- Text provided
Fitness for Spoonies – What’s That?

Hello!

I figured it would be a good idea to explain a few things before we really get into specific topics here on this website. More specifically, I wanted to answer some questions I am sure some folks will have the minute they click on any of my content.

So, let’s do that!

What is a ‘spoonie’?

A spoonie is someone who has a chronic medical condition that limits the amount of energy they have each day to do activities. That condition could be physical or mental, and some folks have more than one condition.

Why the term ‘spoonie’?

Well, there’s a metaphor for what it is like living with a chronic illness that has been on the internet for over 20 years – the spoon theory.

This was originally written by Christine Miserandino, who has Lupus and was trying to explain to a friend what it’s like having a chronic illness that effects your body, mind and energy levels in such a profound way. They were at a diner having a bite to eat, and she decided to use the spoons on the table (and on all the other nearby tables!) to illustrate how it feels to live in her body.

Please do read her telling of the story of how the spoon theory was born! But in short, here’s the idea:

Spoons represent a unit of energy. You only get so many of them each day. Every task you do will take up some of that energy. Note that tasks can be physical, mental, emotional, or a combination – all of those things require energy. Simple tasks, like getting out of bed, might be one spoon. More difficult tasks, like making dinner, or calling someone when you have phone anxiety, could be three spoons. And even more difficult tasks, like going to the doctor, going to the gym, or having a meeting with your boss, could be five spoons (or more!).

A person without chronic illness might have 30 spoons in a day.

A person with a chronic illness might have 10. (They might have even less than that – different folks have different baselines, depending on the specifics of their condition.)

Why the difference? Because folks with chronic illnesses have factors that ‘eat in’ to their energy stores, before they even open their eyes in the morning. Just having a chronic condition takes up a lot of energy.

Being a Spoonie and Spending Energy

You can probably see that spoonies need to think carefully about how they spend their energy. If we only have limited energy to start with, we need to carefully choose where to spend it.

That means that on a good day, you might be able to go out with friends for a coffee, or go for a nice walk. You’ll have the spoons in reserve to do that.

But this also means that we have days where our spoons are all used up against our will. For example, a day that is a bad pain flare. Or a day that you undergo a bunch of medical testing.

Unfortunately, we can’t just go to bed earlier, or go on vacation, or do the things that normal folks do in order to refresh that energy. That doesn’t work when you have a chronic illness. You can’t ignore your pain, fatigue, and symptoms, and all of those take up energy each and every day.

And furthermore, most of us with chronic medical conditions have a list of things we need to do each day just to function. These are things like taking medications at the right time and in the right order. For some this takes up a lot of mental energy, just sorting pills/creams/etc and remembering to take everything! It’s also things like making sure you have access to safe food as many spoonies have specific dietary requirements. Or, making time each day to do your physiotherapy exercises. You can’t just skip them, because doing that means more pain and less ability to function.

Why Fitness for Spoonies?

Folks with chronic conditions often want to participate in physical fitness, but find their options are limited. Most fitness is geared towards able-bodied folks. Now yes, there is fitness content for differently-abled bodies! But, most of that isn’t geared towards those of us dealing with chronic pain and fatigue.

So that’s why I wanted to write about my own journey, research, and what I’ve learned. Maybe it will help someone else out there who would like to be more active, but just isn’t sure how.

- Work instructions
1/ Can you pull the passage from "What is a ‘spoonie’?" to "in her body." out of the spoonie fitness post, word for word?
2/ How would the paragraph of the spoonie fitness post beginning "Spoons represent a unit of energy" read as a short bulleted list that keeps its main facts?

- Dataset excerpts

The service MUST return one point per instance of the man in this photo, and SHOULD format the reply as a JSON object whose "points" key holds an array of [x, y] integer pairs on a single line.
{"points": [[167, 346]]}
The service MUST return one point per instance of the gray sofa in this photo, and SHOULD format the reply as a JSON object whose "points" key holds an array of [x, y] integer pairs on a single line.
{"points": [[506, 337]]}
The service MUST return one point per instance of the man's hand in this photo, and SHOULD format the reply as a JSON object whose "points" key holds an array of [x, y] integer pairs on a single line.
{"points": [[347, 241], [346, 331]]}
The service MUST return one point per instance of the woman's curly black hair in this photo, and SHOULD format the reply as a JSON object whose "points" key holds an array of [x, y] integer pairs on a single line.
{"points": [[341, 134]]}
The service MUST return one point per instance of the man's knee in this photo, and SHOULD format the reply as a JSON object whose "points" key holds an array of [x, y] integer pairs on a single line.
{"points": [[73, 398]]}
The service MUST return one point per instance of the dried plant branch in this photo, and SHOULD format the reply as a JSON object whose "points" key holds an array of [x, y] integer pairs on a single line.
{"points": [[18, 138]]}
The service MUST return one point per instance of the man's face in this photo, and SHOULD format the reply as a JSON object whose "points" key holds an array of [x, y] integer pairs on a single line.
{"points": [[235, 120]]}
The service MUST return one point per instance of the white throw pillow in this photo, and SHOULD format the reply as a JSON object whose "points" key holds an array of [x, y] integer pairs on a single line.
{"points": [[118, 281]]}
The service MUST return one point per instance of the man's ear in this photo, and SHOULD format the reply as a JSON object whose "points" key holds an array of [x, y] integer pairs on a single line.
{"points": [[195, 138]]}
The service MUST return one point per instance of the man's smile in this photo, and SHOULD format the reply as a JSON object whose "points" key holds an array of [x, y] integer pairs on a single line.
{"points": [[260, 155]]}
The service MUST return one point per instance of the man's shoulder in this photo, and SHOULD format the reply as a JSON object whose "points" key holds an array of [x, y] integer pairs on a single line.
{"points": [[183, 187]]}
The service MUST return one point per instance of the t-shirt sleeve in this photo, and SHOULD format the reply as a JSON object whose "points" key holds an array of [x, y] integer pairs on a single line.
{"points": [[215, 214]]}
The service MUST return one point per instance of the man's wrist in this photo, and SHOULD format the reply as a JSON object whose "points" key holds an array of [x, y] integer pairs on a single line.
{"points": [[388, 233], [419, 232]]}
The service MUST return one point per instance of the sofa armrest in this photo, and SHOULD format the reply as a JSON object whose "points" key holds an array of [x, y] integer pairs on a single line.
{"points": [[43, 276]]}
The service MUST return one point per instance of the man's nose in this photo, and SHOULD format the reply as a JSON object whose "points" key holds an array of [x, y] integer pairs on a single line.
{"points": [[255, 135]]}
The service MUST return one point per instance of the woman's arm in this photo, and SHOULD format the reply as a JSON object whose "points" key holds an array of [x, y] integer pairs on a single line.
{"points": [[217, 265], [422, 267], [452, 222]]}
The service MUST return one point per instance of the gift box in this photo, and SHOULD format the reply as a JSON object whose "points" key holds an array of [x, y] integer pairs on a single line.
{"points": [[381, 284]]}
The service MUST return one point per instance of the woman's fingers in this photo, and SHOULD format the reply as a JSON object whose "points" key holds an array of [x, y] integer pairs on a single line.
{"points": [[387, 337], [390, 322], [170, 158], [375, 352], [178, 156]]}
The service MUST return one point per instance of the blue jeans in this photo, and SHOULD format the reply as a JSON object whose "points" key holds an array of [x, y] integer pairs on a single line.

- Solutions below
1/
What is a ‘spoonie’?

A spoonie is someone who has a chronic medical condition that limits the amount of energy they have each day to do activities. That condition could be physical or mental, and some folks have more than one condition.

Why the term ‘spoonie’?

Well, there’s a metaphor for what it is like living with a chronic illness that has been on the internet for over 20 years – the spoon theory.

This was originally written by Christine Miserandino, who has Lupus and was trying to explain to a friend what it’s like having a chronic illness that effects your body, mind and energy levels in such a profound way. They were at a diner having a bite to eat, and she decided to use the spoons on the table (and on all the other nearby tables!) to illustrate how it feels to live in her body.

2/
- Spoons stand for units of energy, and each day brings only a limited number of them.
- Every task uses some energy, whether it is physical, mental, emotional, or a combination.
- Simple tasks, such as getting out of bed, might cost one spoon.
- Harder tasks, such as making dinner or calling someone despite phone anxiety, could cost three.
- Even harder tasks, such as going to the doctor, going to the gym, or meeting with the boss, could cost five or more.